§ DATA FOR THIS TASK:
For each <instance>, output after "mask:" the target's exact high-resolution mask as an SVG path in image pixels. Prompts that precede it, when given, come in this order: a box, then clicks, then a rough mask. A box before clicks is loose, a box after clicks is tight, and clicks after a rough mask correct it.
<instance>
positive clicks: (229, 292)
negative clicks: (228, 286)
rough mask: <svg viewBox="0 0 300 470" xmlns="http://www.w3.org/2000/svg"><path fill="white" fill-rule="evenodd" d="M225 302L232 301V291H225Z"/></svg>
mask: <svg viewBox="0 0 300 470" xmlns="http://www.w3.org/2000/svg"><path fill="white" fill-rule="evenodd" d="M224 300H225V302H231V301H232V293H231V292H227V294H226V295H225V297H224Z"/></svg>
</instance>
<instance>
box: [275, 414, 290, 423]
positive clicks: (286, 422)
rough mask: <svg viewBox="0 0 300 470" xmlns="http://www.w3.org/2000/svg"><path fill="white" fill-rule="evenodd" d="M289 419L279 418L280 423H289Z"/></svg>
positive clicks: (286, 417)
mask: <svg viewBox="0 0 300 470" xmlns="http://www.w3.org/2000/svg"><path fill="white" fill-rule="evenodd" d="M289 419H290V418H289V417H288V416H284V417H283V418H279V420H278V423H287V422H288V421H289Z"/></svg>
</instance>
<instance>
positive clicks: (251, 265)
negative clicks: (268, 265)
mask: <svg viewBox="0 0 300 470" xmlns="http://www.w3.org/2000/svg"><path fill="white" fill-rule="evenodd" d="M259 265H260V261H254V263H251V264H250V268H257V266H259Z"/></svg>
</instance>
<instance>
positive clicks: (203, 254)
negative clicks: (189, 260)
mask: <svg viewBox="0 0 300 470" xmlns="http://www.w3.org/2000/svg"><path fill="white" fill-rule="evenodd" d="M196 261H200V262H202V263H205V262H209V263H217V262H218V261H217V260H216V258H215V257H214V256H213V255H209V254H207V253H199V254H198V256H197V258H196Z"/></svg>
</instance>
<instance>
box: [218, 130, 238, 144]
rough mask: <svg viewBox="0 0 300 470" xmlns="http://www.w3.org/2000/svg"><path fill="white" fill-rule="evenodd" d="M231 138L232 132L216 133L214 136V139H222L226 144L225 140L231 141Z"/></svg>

§ AIM OF THE TASK: Copy out every record again, letter for letter.

§ SOLUTION TO THE PROBLEM:
For each <instance>, output after "mask:" the target's exact high-resolution mask as an SVG path in image pixels. Prompts that precede it, when given, come in this order: a box, then clicks, then a rough mask. A box before clicks is loose, a box after clicks is tight, and clicks after a rough mask correct it.
<instance>
positive clicks: (229, 292)
negative clicks: (228, 286)
rough mask: <svg viewBox="0 0 300 470" xmlns="http://www.w3.org/2000/svg"><path fill="white" fill-rule="evenodd" d="M225 302L232 301V291H225Z"/></svg>
mask: <svg viewBox="0 0 300 470" xmlns="http://www.w3.org/2000/svg"><path fill="white" fill-rule="evenodd" d="M224 300H225V302H231V301H232V293H231V292H227V294H226V295H225V297H224Z"/></svg>
</instance>
<instance>
box: [275, 414, 290, 423]
positive clicks: (286, 422)
rough mask: <svg viewBox="0 0 300 470" xmlns="http://www.w3.org/2000/svg"><path fill="white" fill-rule="evenodd" d="M289 419L279 418L280 423H289Z"/></svg>
positive clicks: (286, 417)
mask: <svg viewBox="0 0 300 470" xmlns="http://www.w3.org/2000/svg"><path fill="white" fill-rule="evenodd" d="M289 419H290V418H289V417H288V416H284V417H283V418H279V420H278V423H287V422H288V421H289Z"/></svg>
</instance>
<instance>
positive clicks: (251, 265)
negative clicks: (268, 265)
mask: <svg viewBox="0 0 300 470" xmlns="http://www.w3.org/2000/svg"><path fill="white" fill-rule="evenodd" d="M259 265H260V261H254V263H251V264H250V268H257V266H259Z"/></svg>
</instance>
<instance>
positive clicks: (203, 254)
negative clicks: (189, 260)
mask: <svg viewBox="0 0 300 470" xmlns="http://www.w3.org/2000/svg"><path fill="white" fill-rule="evenodd" d="M196 261H200V262H202V263H205V262H209V263H217V262H218V261H217V260H216V258H215V257H214V256H213V255H209V254H207V253H199V254H198V256H197V258H196Z"/></svg>
</instance>
<instance>
box: [218, 130, 238, 144]
rough mask: <svg viewBox="0 0 300 470" xmlns="http://www.w3.org/2000/svg"><path fill="white" fill-rule="evenodd" d="M231 138L232 132L216 133L214 136V139H222L226 144L225 140L231 141Z"/></svg>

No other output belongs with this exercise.